#### [What you are asked to do]
Transcribe the tail of the listing: start at the line containing "For the mapping pass, tag each instance of the white ceramic" and stop after the last line, keeping every character as is and adding nothing.

Image location labeling entries:
########################################

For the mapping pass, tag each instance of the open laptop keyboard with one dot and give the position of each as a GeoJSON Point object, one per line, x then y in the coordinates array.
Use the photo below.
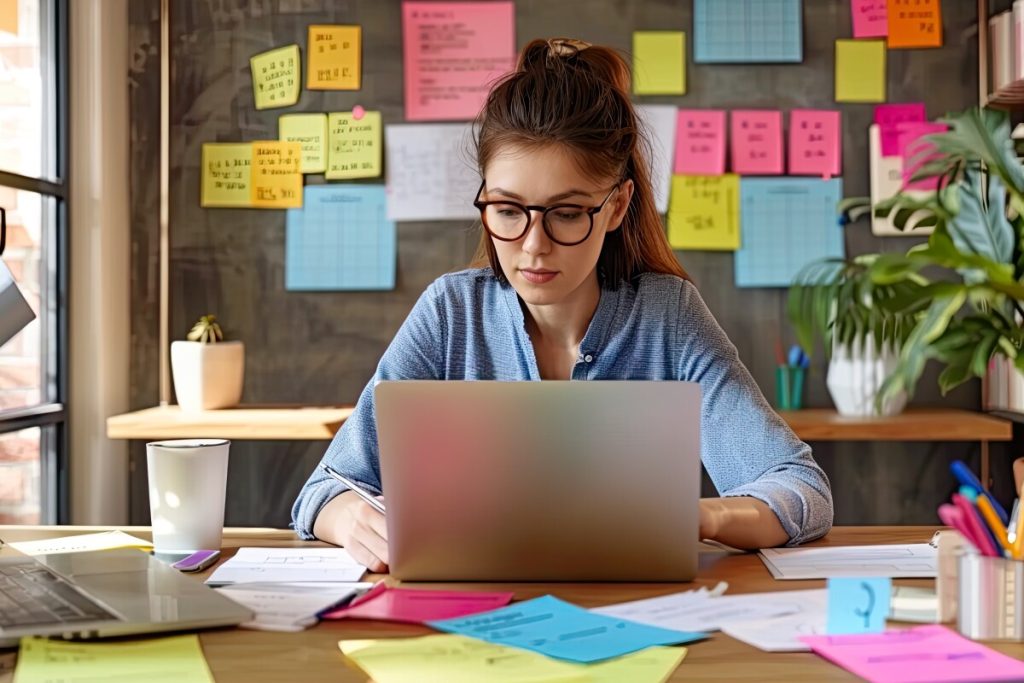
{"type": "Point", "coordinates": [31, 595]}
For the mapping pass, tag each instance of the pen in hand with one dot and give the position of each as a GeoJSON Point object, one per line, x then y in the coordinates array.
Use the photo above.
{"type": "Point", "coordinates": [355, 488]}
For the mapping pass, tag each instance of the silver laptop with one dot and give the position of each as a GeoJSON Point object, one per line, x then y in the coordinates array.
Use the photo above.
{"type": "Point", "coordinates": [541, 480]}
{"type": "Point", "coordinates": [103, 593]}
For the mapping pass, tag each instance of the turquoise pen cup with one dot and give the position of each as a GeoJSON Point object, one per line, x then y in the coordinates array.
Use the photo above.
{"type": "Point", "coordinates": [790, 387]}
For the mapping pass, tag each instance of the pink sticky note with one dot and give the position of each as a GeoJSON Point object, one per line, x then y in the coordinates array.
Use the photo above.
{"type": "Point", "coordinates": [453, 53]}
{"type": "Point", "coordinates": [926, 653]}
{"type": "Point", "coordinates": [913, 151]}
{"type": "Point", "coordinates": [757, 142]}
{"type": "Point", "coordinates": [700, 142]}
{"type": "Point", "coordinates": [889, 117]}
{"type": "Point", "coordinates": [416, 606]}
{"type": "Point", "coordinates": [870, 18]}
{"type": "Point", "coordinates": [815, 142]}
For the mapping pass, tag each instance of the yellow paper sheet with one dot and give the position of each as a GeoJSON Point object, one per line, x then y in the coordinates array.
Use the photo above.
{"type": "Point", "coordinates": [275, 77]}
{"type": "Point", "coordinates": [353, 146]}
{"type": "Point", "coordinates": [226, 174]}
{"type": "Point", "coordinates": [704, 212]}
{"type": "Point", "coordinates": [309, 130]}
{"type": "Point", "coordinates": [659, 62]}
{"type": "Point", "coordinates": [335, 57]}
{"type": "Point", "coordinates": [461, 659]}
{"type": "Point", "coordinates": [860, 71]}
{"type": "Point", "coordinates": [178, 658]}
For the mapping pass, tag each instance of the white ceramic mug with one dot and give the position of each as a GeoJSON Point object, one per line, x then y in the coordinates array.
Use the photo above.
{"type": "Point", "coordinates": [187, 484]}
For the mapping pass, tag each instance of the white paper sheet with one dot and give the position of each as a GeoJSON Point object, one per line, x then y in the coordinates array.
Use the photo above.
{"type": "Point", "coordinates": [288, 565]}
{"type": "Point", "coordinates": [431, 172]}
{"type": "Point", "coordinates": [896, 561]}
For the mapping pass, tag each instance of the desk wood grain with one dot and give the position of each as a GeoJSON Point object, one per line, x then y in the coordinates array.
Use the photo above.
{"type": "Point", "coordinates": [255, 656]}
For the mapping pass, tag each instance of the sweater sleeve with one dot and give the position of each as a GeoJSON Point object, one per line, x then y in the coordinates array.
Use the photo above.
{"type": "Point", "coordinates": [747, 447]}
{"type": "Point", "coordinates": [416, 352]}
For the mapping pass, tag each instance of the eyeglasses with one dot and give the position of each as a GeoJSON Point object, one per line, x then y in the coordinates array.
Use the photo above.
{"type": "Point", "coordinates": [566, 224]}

########################################

#### [Task output]
For the mapping pass, tag each instance of the white ceramic mug with one dot and give the position of each as a GeoJSON Point object, one per line, x then y in the coordinates array.
Use the photo above.
{"type": "Point", "coordinates": [187, 484]}
For the mapping pass, tag each instance of the white paper sheet with one dot and give the position of each as a GeoJSON Point object, one per line, x then y in the coordinates array.
Use the photo above.
{"type": "Point", "coordinates": [288, 565]}
{"type": "Point", "coordinates": [431, 172]}
{"type": "Point", "coordinates": [896, 561]}
For the mapping pass, tag each instance of the desk wood grain with one dot and give the position of each as a GeoJSON Point object, one per line, x then y in the coordinates array.
Use the photo above.
{"type": "Point", "coordinates": [255, 656]}
For the mapping pass, tag each instance of the sweater sleeve with one dot and give the position of each as a GeoJSON Point object, one per line, x then y in the coordinates array.
Use the photo above.
{"type": "Point", "coordinates": [747, 447]}
{"type": "Point", "coordinates": [416, 352]}
For the mapping pass, tag each instance of the eyeglasses with one dot and give the position of each as a GeoJSON Point object, one per line, x then y in the coordinates array.
Use the photo above.
{"type": "Point", "coordinates": [566, 224]}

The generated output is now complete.